» **Material provided**

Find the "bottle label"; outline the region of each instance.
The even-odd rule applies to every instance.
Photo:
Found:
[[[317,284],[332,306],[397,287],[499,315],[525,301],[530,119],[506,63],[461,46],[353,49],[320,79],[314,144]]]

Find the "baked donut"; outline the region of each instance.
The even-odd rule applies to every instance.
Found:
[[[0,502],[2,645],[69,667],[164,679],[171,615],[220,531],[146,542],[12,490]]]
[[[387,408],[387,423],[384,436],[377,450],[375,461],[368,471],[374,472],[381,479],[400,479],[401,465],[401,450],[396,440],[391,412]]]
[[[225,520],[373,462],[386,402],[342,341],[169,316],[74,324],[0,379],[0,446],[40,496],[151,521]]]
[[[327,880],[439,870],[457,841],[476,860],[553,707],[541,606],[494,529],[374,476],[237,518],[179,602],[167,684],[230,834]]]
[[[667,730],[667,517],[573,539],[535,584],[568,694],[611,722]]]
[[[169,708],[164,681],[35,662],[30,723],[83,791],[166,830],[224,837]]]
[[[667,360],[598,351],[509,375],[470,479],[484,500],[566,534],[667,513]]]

» **Problem to solve**
Only the number should be given: how many lines in the entries above contain the string "Find"?

» **Solution**
2